--- Start Selected excerpt ---
Re: Modernizing our GUC infrastructure - Mailing list pgsql-hackers

From Junwang Zhao
Subject Re: Modernizing our GUC infrastructure
Date
Msg-id CAEG8a3+Qf+iaqdtZoLqaLv7i1HYtR0ofn_6vhWDg4ciVhrJvLA@mail.gmail.com
Whole thread Raw
In response to Modernizing our GUC infrastructure  (Tom Lane <tgl@sss.pgh.pa.us>)
Responses Re: Modernizing our GUC infrastructure
List pgsql-hackers
Hi Tom,

@@ -5836,74 +5865,106 @@ build_guc_variables(void)
  }

  /*
- * Create table with 20% slack
+ * Create hash table with 20% slack
  */
  size_vars = num_vars + num_vars / 4;

Should we change 20% to 25%, I thought that might be
a typo.
--- End Selected excerpt ---
Requirements — Copy out everything in the mailing list reply from "From Junwang Zhao" down to "infrastructure  (Tom Lane <tgl@sss.pgh.pa.us>)", keeping every character unchanged. The entries after this have nothing to do with the mailing list reply.
--- Start Data listing ---
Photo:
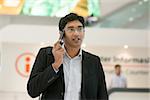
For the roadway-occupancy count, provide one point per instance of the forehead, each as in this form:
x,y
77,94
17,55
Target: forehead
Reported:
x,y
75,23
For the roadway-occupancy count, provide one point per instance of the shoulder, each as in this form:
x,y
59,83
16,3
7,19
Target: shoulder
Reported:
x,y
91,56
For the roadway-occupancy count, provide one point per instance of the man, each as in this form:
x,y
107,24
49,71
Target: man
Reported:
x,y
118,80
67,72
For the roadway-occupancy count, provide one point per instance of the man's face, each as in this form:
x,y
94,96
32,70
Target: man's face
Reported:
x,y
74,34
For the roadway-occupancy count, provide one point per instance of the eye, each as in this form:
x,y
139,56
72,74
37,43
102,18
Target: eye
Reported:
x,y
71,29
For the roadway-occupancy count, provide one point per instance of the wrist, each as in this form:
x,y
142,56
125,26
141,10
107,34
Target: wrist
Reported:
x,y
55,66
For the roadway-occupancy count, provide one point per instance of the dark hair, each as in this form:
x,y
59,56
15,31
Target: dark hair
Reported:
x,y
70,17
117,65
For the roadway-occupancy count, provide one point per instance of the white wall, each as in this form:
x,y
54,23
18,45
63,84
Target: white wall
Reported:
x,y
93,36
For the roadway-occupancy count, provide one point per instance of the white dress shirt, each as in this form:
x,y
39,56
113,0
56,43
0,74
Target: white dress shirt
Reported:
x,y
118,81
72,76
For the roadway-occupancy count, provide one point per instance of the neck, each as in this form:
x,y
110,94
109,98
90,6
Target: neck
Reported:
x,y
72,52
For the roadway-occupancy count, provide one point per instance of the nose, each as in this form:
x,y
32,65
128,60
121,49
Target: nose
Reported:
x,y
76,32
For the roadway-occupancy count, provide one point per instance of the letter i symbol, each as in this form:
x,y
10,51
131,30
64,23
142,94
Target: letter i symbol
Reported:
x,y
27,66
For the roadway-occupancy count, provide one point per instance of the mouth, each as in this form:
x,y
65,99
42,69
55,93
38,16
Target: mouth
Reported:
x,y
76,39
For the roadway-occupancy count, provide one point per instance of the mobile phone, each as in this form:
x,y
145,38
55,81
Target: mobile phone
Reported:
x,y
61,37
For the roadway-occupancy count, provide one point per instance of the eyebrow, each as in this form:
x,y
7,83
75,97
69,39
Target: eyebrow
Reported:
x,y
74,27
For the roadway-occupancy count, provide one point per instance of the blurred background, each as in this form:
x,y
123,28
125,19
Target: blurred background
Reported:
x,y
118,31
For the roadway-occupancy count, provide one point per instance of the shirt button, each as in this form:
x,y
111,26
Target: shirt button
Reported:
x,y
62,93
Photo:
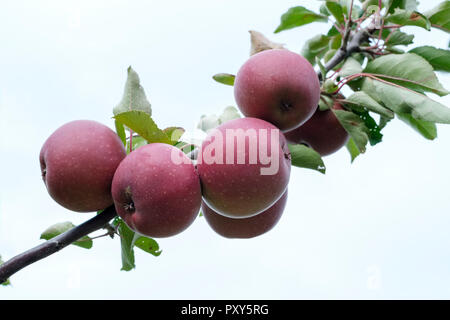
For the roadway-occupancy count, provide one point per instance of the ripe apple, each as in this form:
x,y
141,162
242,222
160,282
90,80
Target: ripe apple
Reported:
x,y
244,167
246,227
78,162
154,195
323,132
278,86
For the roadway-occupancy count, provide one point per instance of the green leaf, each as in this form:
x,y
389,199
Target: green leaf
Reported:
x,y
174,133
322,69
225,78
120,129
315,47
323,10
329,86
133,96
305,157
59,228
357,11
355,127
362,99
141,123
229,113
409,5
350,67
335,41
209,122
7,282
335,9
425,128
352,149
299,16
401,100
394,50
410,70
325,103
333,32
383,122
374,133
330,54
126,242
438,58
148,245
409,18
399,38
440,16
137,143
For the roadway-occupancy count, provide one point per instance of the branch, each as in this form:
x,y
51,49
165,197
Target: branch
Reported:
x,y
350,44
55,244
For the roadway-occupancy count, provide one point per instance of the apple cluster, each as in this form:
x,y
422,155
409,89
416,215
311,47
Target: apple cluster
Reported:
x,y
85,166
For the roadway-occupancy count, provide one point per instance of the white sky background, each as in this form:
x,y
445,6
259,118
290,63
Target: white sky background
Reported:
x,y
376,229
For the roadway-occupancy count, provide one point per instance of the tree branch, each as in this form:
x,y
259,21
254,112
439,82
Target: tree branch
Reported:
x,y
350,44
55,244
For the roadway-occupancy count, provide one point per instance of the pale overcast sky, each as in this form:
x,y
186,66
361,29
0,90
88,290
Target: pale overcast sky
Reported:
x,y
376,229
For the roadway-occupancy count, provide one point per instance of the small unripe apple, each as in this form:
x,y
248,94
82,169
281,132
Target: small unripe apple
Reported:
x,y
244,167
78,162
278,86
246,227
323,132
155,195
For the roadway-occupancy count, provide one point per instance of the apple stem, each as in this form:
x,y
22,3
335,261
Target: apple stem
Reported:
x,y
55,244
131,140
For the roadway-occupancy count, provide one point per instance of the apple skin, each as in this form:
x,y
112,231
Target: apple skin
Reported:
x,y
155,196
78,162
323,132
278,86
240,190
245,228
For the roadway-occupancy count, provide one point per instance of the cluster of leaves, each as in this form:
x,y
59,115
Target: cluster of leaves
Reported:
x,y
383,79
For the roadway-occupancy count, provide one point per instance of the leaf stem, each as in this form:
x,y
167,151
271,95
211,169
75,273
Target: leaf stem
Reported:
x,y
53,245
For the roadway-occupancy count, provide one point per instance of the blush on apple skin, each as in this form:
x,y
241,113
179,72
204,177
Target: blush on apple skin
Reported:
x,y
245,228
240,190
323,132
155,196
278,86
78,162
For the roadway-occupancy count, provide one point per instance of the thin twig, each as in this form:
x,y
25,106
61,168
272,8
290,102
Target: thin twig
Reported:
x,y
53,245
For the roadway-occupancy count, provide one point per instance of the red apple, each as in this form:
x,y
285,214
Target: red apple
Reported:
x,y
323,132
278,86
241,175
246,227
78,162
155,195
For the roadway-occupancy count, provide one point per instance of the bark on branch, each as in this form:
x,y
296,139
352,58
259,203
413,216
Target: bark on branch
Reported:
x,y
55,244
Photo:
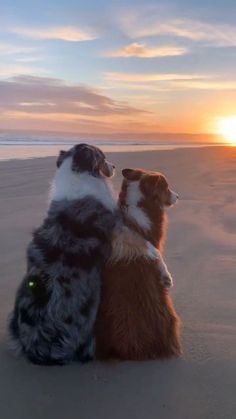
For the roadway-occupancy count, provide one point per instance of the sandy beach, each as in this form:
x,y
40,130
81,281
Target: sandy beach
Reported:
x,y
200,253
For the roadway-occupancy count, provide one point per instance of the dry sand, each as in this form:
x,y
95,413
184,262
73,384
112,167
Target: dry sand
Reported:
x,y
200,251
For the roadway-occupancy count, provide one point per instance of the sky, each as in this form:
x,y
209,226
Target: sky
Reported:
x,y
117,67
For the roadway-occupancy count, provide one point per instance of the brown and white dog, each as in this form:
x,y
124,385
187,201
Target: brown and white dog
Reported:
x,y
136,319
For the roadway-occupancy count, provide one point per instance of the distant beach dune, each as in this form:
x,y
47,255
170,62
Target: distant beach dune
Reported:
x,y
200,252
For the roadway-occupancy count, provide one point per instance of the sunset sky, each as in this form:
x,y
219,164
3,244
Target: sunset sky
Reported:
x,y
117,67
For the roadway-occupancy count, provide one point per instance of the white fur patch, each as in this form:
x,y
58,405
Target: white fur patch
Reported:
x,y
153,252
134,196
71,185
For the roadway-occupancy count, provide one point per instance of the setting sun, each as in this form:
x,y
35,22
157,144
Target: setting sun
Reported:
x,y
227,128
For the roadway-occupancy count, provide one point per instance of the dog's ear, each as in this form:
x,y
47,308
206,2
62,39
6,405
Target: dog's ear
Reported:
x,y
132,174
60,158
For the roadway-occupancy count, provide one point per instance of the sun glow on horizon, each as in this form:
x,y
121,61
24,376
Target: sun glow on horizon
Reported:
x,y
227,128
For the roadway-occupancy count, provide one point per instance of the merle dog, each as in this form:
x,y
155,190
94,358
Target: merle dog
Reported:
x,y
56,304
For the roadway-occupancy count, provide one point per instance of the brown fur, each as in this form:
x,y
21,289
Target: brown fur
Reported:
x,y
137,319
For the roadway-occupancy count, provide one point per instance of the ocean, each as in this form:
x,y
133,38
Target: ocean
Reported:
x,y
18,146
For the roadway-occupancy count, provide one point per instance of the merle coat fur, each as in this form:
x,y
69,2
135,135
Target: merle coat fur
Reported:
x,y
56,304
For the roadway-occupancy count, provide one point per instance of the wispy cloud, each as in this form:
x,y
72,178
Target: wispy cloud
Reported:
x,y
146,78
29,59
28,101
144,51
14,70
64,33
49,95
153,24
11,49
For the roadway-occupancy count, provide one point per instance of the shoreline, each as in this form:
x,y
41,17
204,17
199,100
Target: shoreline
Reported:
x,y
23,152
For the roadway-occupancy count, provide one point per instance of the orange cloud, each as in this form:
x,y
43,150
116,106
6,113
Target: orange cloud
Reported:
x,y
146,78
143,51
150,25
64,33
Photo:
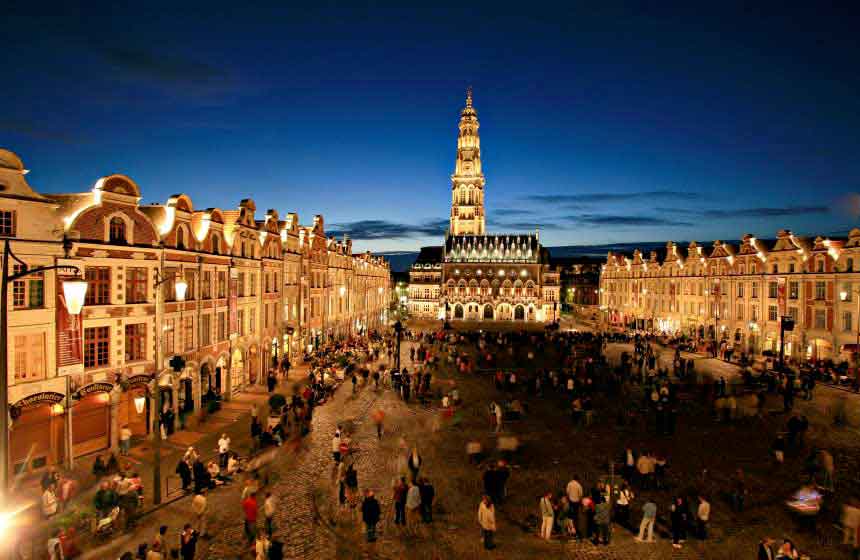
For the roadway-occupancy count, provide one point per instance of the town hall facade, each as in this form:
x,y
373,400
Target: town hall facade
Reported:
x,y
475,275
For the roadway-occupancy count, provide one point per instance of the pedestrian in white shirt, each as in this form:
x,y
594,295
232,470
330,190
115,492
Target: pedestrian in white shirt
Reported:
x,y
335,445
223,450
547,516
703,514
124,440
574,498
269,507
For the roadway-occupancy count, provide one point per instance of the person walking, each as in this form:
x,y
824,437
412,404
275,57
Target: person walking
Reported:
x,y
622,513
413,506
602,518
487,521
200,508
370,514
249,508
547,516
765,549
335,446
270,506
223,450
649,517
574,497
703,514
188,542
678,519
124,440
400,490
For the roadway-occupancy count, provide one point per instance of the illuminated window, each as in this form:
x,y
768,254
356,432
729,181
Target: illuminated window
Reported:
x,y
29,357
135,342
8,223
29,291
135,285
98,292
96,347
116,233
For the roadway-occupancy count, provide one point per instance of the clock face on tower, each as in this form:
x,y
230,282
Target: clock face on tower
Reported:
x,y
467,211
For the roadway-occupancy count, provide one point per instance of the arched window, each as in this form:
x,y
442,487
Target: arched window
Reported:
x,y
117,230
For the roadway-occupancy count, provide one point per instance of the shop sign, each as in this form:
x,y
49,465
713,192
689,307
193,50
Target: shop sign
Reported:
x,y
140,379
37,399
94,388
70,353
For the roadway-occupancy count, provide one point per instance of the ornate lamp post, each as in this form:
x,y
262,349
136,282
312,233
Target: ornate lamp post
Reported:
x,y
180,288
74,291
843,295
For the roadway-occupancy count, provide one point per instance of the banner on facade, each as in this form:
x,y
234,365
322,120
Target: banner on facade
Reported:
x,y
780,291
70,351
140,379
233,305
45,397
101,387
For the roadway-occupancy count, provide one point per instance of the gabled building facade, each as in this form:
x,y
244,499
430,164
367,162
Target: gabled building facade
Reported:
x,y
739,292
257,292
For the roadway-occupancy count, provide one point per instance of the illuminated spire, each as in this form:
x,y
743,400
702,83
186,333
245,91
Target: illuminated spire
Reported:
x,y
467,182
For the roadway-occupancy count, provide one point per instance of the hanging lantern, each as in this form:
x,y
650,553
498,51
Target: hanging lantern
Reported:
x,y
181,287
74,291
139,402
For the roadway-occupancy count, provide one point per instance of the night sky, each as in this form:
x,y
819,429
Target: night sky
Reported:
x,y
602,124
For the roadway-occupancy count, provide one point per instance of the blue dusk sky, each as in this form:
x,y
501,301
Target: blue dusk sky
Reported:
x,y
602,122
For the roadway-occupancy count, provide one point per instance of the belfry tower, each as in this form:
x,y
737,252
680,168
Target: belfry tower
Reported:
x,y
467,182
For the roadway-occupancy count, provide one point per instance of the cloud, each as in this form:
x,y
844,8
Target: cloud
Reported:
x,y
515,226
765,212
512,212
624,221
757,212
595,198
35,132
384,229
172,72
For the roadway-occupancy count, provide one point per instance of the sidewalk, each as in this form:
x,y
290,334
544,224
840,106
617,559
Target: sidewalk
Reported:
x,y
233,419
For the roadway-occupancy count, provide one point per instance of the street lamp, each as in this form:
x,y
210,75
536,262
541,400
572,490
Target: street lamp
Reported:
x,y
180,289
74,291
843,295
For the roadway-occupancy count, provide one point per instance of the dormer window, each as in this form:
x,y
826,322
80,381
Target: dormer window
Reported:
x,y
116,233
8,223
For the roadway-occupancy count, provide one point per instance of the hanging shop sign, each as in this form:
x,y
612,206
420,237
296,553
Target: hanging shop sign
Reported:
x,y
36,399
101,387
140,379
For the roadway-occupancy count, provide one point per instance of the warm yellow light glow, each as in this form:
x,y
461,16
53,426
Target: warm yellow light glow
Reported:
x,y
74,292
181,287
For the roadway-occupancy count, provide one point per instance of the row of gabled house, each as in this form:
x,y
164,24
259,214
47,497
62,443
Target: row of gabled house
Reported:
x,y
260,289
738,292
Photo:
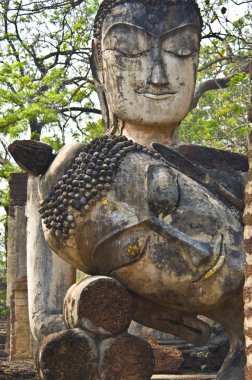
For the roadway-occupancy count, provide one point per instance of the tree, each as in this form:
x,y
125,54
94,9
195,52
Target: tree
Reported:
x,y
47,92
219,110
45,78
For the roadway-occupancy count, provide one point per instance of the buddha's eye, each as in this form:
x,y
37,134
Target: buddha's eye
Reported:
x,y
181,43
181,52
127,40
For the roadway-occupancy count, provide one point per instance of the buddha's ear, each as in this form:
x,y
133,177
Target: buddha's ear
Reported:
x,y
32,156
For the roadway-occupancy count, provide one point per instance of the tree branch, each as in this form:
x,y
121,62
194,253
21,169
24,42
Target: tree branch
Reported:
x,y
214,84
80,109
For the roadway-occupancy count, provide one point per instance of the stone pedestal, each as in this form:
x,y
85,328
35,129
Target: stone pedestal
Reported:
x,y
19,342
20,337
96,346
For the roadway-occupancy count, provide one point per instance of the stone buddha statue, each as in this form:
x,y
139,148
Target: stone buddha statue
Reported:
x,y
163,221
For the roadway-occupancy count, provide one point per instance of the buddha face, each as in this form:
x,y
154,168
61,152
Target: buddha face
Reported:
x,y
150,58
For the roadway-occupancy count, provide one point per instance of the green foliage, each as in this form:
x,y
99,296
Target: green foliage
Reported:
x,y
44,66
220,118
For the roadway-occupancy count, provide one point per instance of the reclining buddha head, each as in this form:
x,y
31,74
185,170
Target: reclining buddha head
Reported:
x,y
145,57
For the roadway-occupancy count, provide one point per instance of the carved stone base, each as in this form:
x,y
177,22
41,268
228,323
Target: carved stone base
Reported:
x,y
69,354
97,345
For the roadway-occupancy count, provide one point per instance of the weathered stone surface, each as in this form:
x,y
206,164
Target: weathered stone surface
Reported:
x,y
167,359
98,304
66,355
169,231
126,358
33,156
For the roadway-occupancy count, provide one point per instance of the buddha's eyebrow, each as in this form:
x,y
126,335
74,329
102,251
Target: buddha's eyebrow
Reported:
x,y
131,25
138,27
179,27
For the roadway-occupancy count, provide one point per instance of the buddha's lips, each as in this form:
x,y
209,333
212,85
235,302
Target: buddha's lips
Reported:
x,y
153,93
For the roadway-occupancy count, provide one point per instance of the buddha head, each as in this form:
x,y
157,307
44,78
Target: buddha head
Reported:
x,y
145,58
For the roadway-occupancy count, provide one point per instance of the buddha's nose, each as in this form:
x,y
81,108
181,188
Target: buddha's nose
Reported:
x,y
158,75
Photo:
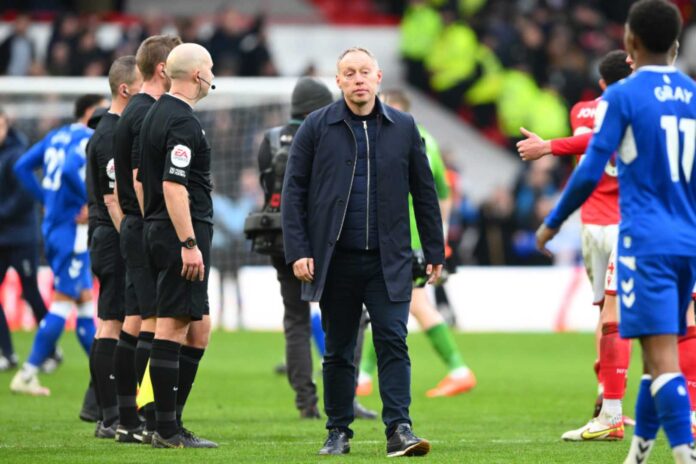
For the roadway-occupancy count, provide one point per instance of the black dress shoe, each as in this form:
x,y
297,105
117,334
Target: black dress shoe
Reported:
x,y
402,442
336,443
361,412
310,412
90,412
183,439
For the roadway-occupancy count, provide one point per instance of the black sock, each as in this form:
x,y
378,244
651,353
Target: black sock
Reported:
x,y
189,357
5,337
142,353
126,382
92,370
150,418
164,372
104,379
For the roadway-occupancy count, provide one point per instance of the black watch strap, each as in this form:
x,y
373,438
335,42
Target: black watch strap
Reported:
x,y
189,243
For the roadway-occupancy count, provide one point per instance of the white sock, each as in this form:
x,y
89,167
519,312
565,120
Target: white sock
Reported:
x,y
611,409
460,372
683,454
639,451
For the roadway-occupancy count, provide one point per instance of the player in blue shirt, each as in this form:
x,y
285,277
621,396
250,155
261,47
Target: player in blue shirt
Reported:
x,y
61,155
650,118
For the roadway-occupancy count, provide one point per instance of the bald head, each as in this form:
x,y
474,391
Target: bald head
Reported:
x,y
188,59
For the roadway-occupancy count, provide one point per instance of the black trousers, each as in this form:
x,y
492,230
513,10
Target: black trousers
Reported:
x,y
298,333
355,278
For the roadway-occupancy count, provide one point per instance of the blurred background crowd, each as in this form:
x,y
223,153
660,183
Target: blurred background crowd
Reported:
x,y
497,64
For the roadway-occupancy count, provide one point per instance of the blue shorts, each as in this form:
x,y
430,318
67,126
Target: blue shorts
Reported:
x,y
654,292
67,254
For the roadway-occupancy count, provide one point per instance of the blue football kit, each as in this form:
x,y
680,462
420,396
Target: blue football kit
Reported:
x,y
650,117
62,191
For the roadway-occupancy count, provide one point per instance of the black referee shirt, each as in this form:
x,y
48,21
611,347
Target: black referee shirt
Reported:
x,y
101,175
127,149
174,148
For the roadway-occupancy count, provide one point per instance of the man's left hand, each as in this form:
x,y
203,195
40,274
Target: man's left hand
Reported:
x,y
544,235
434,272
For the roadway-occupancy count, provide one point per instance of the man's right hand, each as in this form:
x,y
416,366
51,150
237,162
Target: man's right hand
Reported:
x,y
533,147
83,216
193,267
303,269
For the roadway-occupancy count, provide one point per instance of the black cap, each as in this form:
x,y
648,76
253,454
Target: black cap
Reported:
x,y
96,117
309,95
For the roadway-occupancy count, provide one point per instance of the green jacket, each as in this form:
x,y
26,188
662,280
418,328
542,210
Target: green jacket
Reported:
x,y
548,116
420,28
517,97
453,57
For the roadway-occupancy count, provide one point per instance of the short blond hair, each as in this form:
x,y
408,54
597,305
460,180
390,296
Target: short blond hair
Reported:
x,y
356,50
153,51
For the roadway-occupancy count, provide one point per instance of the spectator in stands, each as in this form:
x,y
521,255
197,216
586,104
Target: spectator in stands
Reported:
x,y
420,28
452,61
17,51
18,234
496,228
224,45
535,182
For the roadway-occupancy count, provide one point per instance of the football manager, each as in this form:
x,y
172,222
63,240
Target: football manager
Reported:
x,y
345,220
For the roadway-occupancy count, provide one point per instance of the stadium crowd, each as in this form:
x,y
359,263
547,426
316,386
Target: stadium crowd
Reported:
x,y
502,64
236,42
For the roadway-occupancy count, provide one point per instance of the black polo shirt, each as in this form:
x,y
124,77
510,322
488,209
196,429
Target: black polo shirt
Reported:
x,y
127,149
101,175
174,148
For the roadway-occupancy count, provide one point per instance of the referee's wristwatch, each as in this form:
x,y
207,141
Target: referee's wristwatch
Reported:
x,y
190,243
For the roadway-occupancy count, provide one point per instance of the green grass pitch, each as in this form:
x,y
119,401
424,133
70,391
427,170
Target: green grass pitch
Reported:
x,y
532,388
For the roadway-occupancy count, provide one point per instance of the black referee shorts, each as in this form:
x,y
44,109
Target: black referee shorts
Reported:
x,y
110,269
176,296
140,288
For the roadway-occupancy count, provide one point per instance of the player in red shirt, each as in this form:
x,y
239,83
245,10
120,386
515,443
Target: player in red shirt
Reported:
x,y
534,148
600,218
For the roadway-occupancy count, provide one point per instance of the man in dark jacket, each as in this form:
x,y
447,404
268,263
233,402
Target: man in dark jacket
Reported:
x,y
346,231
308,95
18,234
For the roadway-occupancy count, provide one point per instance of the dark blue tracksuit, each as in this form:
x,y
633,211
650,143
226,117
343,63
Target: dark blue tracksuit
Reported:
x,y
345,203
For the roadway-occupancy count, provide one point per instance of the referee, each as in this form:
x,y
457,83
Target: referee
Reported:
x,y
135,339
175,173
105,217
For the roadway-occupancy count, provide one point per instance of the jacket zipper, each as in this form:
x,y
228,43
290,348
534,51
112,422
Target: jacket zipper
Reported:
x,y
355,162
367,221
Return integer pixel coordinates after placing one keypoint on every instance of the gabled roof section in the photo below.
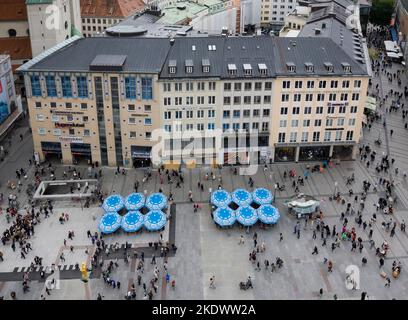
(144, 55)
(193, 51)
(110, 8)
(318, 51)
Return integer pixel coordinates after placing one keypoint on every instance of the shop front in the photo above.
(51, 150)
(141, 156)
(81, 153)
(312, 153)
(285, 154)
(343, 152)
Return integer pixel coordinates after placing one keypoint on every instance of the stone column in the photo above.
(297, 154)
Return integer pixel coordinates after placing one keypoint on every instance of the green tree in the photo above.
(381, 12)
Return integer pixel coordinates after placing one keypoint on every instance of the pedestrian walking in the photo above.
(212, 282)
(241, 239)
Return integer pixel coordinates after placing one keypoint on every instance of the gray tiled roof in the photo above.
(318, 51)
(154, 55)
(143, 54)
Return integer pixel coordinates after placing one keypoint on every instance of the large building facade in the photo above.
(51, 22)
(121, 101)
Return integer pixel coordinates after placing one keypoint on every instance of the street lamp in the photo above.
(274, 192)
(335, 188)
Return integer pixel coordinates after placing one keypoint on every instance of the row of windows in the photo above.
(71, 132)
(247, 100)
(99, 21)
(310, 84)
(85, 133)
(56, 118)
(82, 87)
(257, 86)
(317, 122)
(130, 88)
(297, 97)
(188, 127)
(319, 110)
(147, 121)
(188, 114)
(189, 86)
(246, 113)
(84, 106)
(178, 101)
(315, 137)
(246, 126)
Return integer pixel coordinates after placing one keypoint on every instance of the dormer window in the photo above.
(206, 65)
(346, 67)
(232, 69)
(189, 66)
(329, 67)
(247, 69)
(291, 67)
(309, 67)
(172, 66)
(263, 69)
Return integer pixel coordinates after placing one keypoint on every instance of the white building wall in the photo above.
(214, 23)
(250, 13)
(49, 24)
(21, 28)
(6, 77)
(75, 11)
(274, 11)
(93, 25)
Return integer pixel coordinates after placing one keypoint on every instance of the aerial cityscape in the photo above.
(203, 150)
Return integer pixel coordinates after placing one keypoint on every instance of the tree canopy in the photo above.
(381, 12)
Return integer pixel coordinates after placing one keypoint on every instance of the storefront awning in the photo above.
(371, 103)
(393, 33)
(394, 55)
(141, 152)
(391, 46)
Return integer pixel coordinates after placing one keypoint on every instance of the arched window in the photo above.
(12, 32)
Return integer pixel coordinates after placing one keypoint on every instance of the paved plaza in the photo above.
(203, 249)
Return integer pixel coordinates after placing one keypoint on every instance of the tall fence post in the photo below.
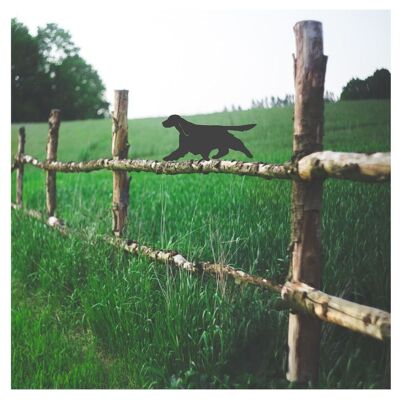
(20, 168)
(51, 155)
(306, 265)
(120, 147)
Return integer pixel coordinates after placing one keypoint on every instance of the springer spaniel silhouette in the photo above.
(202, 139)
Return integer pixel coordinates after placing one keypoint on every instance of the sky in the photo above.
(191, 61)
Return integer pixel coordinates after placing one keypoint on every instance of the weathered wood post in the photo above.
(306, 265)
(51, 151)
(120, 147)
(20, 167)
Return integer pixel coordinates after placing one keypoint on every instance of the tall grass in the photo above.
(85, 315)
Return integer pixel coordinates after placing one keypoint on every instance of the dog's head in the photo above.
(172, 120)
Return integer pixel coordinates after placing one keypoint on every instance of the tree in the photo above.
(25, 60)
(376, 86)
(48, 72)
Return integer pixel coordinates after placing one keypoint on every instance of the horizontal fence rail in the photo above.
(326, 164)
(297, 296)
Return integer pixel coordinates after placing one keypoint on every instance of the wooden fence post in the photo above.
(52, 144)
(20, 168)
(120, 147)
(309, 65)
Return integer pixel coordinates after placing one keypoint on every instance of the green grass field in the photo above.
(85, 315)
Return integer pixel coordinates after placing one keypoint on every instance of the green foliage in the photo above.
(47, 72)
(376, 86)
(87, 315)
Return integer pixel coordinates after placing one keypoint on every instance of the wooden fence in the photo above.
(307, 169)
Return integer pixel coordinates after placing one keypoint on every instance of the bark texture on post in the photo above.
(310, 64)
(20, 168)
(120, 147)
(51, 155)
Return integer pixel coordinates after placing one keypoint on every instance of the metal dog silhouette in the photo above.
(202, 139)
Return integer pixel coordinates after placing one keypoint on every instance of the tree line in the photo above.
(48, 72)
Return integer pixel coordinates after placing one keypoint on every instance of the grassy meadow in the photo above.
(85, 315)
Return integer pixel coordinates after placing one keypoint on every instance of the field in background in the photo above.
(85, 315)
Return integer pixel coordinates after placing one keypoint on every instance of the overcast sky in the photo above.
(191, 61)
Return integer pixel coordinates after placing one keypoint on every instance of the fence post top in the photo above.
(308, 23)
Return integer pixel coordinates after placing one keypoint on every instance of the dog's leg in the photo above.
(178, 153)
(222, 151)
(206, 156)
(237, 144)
--- End Data listing ---
Reply to the task —
From Junwang Zhao
Subject Re: Modernizing our GUC infrastructure
Date
Msg-id CAEG8a3+Qf+iaqdtZoLqaLv7i1HYtR0ofn_6vhWDg4ciVhrJvLA@mail.gmail.com
Whole thread Raw
In response to Modernizing our GUC infrastructure  (Tom Lane <tgl@sss.pgh.pa.us>)